TO BE DONE – Rewrite the records below, substituting "all instances" for every occurrence of "every instance" and leaving everything else unchanged.

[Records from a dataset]

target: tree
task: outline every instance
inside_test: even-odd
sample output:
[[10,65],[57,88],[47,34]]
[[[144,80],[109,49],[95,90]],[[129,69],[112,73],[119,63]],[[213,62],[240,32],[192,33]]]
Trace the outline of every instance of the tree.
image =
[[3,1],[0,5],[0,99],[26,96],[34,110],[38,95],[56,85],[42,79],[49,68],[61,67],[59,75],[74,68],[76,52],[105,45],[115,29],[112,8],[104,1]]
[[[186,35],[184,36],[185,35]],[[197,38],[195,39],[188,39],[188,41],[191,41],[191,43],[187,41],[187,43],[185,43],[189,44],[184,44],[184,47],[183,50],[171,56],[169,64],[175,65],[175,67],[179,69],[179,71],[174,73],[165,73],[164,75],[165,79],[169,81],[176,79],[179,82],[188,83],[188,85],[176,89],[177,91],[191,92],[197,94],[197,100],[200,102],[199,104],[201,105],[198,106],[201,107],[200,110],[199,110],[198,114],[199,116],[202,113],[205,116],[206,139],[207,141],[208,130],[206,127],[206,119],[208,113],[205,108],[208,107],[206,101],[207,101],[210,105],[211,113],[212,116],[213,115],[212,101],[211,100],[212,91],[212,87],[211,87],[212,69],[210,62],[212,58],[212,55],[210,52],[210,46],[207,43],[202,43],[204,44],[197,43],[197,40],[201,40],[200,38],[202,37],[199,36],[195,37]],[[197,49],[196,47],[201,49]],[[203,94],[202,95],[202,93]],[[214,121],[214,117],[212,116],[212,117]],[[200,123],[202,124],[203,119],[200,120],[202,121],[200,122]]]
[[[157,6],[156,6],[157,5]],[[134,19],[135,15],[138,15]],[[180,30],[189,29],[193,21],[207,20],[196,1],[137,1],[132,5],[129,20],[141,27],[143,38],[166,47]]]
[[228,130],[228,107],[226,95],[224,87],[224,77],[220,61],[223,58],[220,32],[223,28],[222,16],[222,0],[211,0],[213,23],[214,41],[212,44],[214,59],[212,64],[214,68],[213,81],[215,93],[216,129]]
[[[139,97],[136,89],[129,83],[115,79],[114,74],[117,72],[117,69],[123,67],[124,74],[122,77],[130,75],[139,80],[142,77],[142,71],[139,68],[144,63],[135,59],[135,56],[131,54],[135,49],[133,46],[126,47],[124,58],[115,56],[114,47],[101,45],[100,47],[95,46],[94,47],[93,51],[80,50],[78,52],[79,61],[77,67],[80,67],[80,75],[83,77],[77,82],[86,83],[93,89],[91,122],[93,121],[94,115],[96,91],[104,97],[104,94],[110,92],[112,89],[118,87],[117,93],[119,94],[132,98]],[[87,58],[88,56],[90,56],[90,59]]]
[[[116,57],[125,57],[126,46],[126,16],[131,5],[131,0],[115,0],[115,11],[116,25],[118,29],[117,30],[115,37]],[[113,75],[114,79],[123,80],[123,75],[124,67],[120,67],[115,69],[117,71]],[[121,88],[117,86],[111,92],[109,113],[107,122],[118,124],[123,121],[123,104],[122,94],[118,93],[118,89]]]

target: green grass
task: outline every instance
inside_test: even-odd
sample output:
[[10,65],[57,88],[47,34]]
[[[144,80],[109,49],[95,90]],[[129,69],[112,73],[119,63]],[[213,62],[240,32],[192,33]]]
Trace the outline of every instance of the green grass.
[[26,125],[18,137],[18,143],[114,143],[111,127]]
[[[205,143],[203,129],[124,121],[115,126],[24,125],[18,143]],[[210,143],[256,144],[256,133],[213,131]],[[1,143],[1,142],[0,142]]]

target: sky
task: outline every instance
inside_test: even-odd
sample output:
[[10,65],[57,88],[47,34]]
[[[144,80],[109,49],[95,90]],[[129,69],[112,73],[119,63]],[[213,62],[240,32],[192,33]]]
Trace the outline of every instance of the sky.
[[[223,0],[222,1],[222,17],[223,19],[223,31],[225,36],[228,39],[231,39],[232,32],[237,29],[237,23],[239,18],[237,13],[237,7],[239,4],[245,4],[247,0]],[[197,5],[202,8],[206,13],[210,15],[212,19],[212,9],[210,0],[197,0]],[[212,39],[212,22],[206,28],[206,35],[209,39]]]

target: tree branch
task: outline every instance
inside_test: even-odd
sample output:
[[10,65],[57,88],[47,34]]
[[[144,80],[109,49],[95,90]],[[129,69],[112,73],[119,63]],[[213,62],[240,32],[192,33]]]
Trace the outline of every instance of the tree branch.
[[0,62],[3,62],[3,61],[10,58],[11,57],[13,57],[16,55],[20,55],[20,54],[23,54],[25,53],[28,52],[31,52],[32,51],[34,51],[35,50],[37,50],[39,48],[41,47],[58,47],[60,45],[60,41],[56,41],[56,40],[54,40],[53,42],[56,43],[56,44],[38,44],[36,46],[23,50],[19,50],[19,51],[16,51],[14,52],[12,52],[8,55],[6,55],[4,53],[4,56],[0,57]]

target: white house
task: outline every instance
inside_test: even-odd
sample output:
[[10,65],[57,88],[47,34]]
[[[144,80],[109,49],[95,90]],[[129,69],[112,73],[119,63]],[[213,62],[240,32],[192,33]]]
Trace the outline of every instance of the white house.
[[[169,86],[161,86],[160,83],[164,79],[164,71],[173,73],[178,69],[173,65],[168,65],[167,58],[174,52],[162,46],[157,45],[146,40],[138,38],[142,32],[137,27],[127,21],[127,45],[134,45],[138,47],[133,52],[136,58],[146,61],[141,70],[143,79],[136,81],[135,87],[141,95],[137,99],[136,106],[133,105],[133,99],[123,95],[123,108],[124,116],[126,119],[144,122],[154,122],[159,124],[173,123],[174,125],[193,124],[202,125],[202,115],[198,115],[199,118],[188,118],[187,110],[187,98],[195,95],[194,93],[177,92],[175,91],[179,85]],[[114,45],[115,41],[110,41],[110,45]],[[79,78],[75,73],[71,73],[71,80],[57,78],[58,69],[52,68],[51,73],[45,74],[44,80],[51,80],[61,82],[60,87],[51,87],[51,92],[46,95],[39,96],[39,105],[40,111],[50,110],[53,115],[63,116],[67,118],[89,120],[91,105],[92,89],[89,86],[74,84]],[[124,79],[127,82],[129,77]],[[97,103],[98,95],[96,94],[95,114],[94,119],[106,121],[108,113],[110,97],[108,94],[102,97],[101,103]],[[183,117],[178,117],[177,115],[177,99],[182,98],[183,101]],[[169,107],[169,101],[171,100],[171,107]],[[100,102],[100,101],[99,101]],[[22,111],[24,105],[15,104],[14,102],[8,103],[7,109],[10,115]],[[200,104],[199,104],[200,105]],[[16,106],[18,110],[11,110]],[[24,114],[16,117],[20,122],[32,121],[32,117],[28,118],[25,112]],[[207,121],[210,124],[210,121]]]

ANSWER BELOW –
target: tree
task: outline all instances
inside_test: even-odd
sample output:
[[10,65],[57,88],[47,34]]
[[[144,80],[109,49],[95,90]],[[129,69],[112,73],[119,63]],[[213,62],[240,32],[192,33]]]
Trace the outline of all instances of the tree.
image =
[[3,1],[0,5],[0,99],[26,96],[34,110],[38,95],[56,85],[42,79],[49,68],[61,67],[59,75],[74,68],[76,52],[105,45],[115,29],[112,8],[104,1]]
[[[186,35],[184,36],[185,35]],[[197,38],[195,39],[188,39],[188,41],[191,41],[191,43],[187,41],[187,43],[185,43],[189,44],[184,44],[184,47],[183,50],[171,56],[169,64],[175,65],[175,67],[179,69],[179,71],[174,73],[165,73],[164,75],[165,79],[169,81],[176,79],[179,82],[188,83],[188,85],[176,89],[177,91],[191,92],[197,94],[197,100],[200,102],[199,104],[201,105],[198,106],[201,107],[200,110],[199,110],[198,114],[199,116],[202,113],[205,116],[206,139],[207,141],[208,130],[206,127],[206,119],[208,113],[205,108],[208,107],[206,101],[207,101],[210,105],[211,113],[212,116],[213,115],[212,101],[211,100],[212,91],[212,87],[211,87],[212,69],[210,62],[212,58],[212,55],[210,52],[210,46],[207,43],[202,43],[204,44],[197,43],[197,40],[201,40],[200,38],[202,37],[199,36],[195,37]],[[197,49],[196,47],[201,49]],[[203,94],[202,95],[202,93]],[[214,121],[214,117],[212,116],[212,117]],[[200,123],[202,124],[203,119],[200,120],[202,121],[200,122]]]
[[[157,6],[156,6],[157,5]],[[134,19],[135,15],[138,15]],[[180,30],[189,29],[193,21],[207,20],[196,1],[137,1],[132,5],[129,20],[141,27],[143,38],[166,47]]]
[[228,130],[228,107],[226,95],[224,87],[224,77],[220,61],[223,58],[220,32],[223,28],[222,16],[222,0],[211,0],[213,23],[214,41],[212,44],[214,59],[212,64],[214,68],[213,81],[215,93],[216,129]]
[[[139,97],[136,89],[129,83],[115,79],[114,74],[117,72],[117,69],[123,67],[124,74],[122,77],[130,75],[139,80],[142,77],[142,71],[139,68],[144,63],[135,59],[135,56],[131,54],[135,49],[133,46],[126,47],[124,58],[115,56],[114,47],[101,45],[100,47],[95,46],[94,47],[93,51],[80,50],[78,52],[79,61],[77,67],[80,67],[80,75],[83,77],[77,82],[86,83],[93,89],[91,122],[93,121],[94,115],[96,91],[104,97],[104,94],[110,92],[112,89],[118,87],[117,93],[119,94],[132,98]],[[87,58],[88,56],[90,56],[90,59]]]
[[[116,57],[125,57],[126,46],[126,16],[131,5],[131,0],[115,0],[115,11],[116,25],[118,29],[117,30],[115,37]],[[113,75],[114,79],[123,80],[123,75],[124,67],[120,67],[115,69],[117,71]],[[121,88],[117,86],[111,92],[109,113],[107,122],[118,124],[123,121],[123,104],[122,94],[118,93],[118,89]]]

target: green grass
task: outline all instances
inside_test: even-odd
sample output:
[[10,65],[57,88],[47,34]]
[[[144,80],[109,49],[95,90]],[[129,69],[112,73],[119,63]],[[213,62],[240,32],[192,33]]]
Trace the outline of all instances of the green grass.
[[26,125],[18,137],[18,143],[114,143],[111,127]]
[[[205,143],[203,129],[124,121],[115,126],[24,125],[18,143]],[[210,143],[256,144],[256,133],[213,131]],[[1,143],[1,142],[0,142]]]

target: sky
task: outline all instances
inside_test: even-odd
sample output:
[[10,65],[57,88],[47,34]]
[[[144,80],[109,49],[95,90]],[[129,69],[112,73],[119,63]],[[213,62],[240,32],[192,33]]]
Trace the outline of all instances of the sky.
[[[223,0],[222,1],[222,17],[223,19],[223,31],[225,36],[228,39],[231,39],[232,32],[237,29],[237,23],[239,18],[237,13],[237,7],[239,4],[245,4],[247,0]],[[197,5],[202,8],[206,13],[210,15],[212,19],[212,9],[210,0],[197,0]],[[212,39],[212,22],[206,28],[206,35],[209,39]]]

target: tree branch
task: outline all instances
inside_test: even-odd
sample output:
[[10,65],[57,88],[47,34]]
[[[144,80],[109,49],[95,90]],[[129,69],[112,73],[119,63]],[[213,62],[240,32],[192,33]]]
Trace the outline of all instances of the tree branch.
[[0,62],[3,62],[3,61],[10,58],[11,57],[13,57],[16,55],[20,55],[20,54],[23,54],[25,53],[28,52],[31,52],[32,51],[34,51],[35,50],[37,50],[39,48],[41,47],[58,47],[60,45],[60,41],[56,41],[56,40],[54,40],[53,42],[56,43],[56,44],[38,44],[36,46],[23,50],[19,50],[19,51],[16,51],[14,52],[12,52],[8,55],[6,55],[4,53],[4,56],[0,57]]

target: white house
task: outline all instances
inside_test: even-odd
sample output:
[[10,65],[57,88],[47,34]]
[[[144,80],[109,49],[95,90]],[[129,69],[112,73],[119,63]],[[213,62],[240,32],[192,33]]]
Trace the outline of all instances of the white house.
[[[169,86],[161,86],[160,83],[164,79],[164,71],[173,73],[178,69],[173,65],[168,65],[167,58],[174,52],[162,46],[157,45],[146,40],[138,38],[142,32],[137,27],[127,21],[127,45],[134,45],[138,47],[133,52],[136,58],[146,61],[141,70],[143,79],[136,81],[135,87],[141,95],[137,99],[136,106],[133,105],[133,99],[123,95],[123,108],[124,116],[126,119],[144,122],[154,122],[159,124],[173,123],[174,125],[193,124],[202,125],[202,115],[198,115],[199,118],[188,118],[187,110],[187,98],[195,95],[194,93],[177,92],[175,91],[179,85]],[[114,45],[115,41],[110,41],[110,45]],[[79,78],[75,73],[71,73],[71,80],[57,78],[58,69],[52,68],[51,73],[45,74],[44,80],[51,80],[61,82],[60,87],[51,87],[51,92],[46,95],[39,96],[39,105],[40,111],[50,110],[53,115],[63,116],[67,118],[89,120],[91,105],[92,89],[89,86],[74,84]],[[124,79],[127,82],[129,77]],[[97,103],[98,95],[96,94],[95,114],[94,119],[106,121],[108,113],[110,97],[108,94],[102,97],[101,103]],[[183,117],[178,117],[177,115],[177,99],[182,98],[183,101]],[[169,107],[169,101],[171,100],[171,107]],[[100,102],[100,101],[99,101]],[[22,111],[24,105],[15,104],[14,102],[8,103],[7,109],[10,115]],[[200,104],[199,104],[200,105]],[[16,106],[18,110],[11,110]],[[24,114],[16,117],[20,122],[32,121],[32,117],[28,118],[25,112]],[[207,121],[210,124],[210,121]]]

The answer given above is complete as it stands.